# [Requirement]
Copy every record word for word.

==== Supplied information

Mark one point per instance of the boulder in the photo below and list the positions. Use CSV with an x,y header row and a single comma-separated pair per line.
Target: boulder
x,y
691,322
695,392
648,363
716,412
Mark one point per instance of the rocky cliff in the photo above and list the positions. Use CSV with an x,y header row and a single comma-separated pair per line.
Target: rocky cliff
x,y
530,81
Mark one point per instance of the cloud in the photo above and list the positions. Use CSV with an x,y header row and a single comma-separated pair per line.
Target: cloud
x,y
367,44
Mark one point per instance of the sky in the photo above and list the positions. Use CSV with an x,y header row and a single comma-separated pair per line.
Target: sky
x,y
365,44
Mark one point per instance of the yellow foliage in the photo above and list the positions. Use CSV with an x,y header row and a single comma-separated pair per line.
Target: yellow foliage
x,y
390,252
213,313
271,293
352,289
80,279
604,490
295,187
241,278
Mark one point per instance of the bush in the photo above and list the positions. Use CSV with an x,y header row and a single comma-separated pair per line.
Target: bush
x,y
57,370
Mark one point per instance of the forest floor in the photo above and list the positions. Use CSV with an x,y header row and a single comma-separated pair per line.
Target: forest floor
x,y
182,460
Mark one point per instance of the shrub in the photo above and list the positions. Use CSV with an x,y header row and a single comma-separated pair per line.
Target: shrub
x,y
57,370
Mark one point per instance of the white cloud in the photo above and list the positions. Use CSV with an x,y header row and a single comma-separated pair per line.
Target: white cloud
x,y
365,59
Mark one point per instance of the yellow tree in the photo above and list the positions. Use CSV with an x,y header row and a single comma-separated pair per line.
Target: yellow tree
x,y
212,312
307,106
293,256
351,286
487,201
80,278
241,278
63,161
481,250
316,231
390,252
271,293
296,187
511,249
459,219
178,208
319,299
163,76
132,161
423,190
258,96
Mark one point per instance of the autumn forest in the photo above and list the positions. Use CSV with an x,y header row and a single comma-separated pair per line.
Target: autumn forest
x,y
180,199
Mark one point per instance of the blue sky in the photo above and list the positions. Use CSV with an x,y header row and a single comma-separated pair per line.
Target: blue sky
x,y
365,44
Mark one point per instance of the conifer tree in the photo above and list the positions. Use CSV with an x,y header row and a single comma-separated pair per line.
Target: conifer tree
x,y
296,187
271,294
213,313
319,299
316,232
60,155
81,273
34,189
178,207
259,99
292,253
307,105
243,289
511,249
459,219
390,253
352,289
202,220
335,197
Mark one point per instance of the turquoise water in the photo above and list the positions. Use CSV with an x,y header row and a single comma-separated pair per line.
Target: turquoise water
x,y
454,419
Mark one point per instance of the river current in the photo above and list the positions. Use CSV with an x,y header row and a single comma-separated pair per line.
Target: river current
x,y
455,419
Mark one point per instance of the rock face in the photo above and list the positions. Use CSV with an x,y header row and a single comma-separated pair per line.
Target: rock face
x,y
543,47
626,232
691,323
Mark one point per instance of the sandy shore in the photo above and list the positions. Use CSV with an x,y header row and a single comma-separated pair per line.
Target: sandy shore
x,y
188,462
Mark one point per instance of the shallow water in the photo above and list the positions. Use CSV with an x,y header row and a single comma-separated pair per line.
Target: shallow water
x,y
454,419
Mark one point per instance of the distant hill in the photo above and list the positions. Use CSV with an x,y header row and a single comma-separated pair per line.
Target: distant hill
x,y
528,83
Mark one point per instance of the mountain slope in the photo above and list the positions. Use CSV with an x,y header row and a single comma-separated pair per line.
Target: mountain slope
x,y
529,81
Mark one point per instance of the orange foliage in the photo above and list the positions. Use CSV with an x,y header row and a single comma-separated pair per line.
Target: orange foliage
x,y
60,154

========

# [Reply to the task]
Mark one point per instance of the boulder in the photo below and list the positions. Use CSV with an x,y header row and a single comma-separated pair per line.
Target: boulder
x,y
691,322
695,392
648,363
716,412
Mark one point per instance of the rocky cliff in the photo above and list the positions. Use CSV with an x,y header row and a single comma-separated pair per line.
Target: rocky cliff
x,y
530,81
Mark one point per instance of the cloud in the photo above and list the positions. Use CSV with an x,y header row and a single comma-separated pair per line.
Target: cloud
x,y
367,44
Mark one point per instance of the sky in the photo above and list the positions. Use CSV with an x,y header row and a single comma-separated pair per line.
Target: sky
x,y
365,44
Mark one point per instance of the yellow foliage in the photo above and list the positions. Use CSV with an x,y header row and a single comma-separated pair per line.
Target: yellow foliage
x,y
390,252
213,313
271,293
352,289
80,279
604,490
295,187
241,278
Mark one point per instance of the bush in the photo above and list the positions. Use CSV with an x,y header row and a single comma-separated pair per line.
Target: bush
x,y
57,370
Mark one point per instance of the forest floor in the photo above and list the positions. Use CSV with an x,y header row and a single comma-separated pair per line.
Target: forest floor
x,y
182,460
Mark one point per instance of the shrub in the photo above and list the positions. Use CSV with an x,y header row and a single comma-separated pair per line.
Target: shrub
x,y
57,370
Mark one point per instance of the white cloud in the photo above and list the positions. Use CSV with an x,y header row and a single comma-separated pair per line.
Target: white cloud
x,y
365,59
Mark one point per instance of the yellow tree in the photo above and list the positions. Use CSV with an x,y header row and a single comma-separated pair per line.
Target: yellow tree
x,y
212,312
307,106
293,256
351,286
487,201
80,278
241,278
63,161
481,250
316,231
390,252
271,293
296,187
511,249
459,219
178,208
319,299
163,76
132,161
423,190
258,96
Mark one point per instance of the autumn forest in the photo above and list the positions. Use CSV with an x,y header row and a single comma-separated pair per line.
Target: autumn forest
x,y
180,199
Mark one point per instance of the blue sky in the photo above and list the positions. Use CSV with an x,y header row and a single comma-separated pair per line.
Target: blue sky
x,y
365,44
Mark one point per instance of the conifer tree in the photo above and list the positions. Use CSV with an x,y header row and a single comma-separated pair per line.
Target: conifer tree
x,y
296,187
271,294
213,313
319,299
316,232
60,155
81,273
34,189
178,207
259,99
292,253
307,105
243,289
511,249
459,219
390,253
352,289
202,220
335,197
Mark one point per instance of the turquoise water in the photo above and list the positions. Use CSV with an x,y header row and a single comma-separated pair per line.
Target: turquoise water
x,y
454,419
Mark one point per instance of the river current in the photo above and list the positions. Use CSV with an x,y header row and a single comma-separated pair per line.
Target: river current
x,y
455,419
Mark one point per instance of the rock face in the photo above and list the positions. Use CSV with an x,y header row and a single comma-separated pair per line.
Target: rock face
x,y
543,47
626,232
691,323
Mark one point per instance of the sandy shore in the photo above and list the positions. Use CSV with an x,y header row and a single comma-separated pair per line.
Target: sandy shore
x,y
188,462
Mark one point per instance of the shallow water in the photo above and list the positions. Use CSV with an x,y header row and a single comma-separated pair per line.
Target: shallow water
x,y
454,419
Mark one point per instance of the distant hill in the photo above and list the positions. Use CSV with an x,y header row and a single comma-separated pair per line.
Target: distant hill
x,y
528,83
Mark one point per instance of the mountain slope in the photo above and list the positions. Use CSV with an x,y header row and a single comma-separated pair per line.
Target: mountain slope
x,y
529,81
Mark one point per instance of the orange foliage in the photo above and list the positions. Use CSV with an x,y header row and a single comma-separated pair per line.
Target: orange foliage
x,y
60,154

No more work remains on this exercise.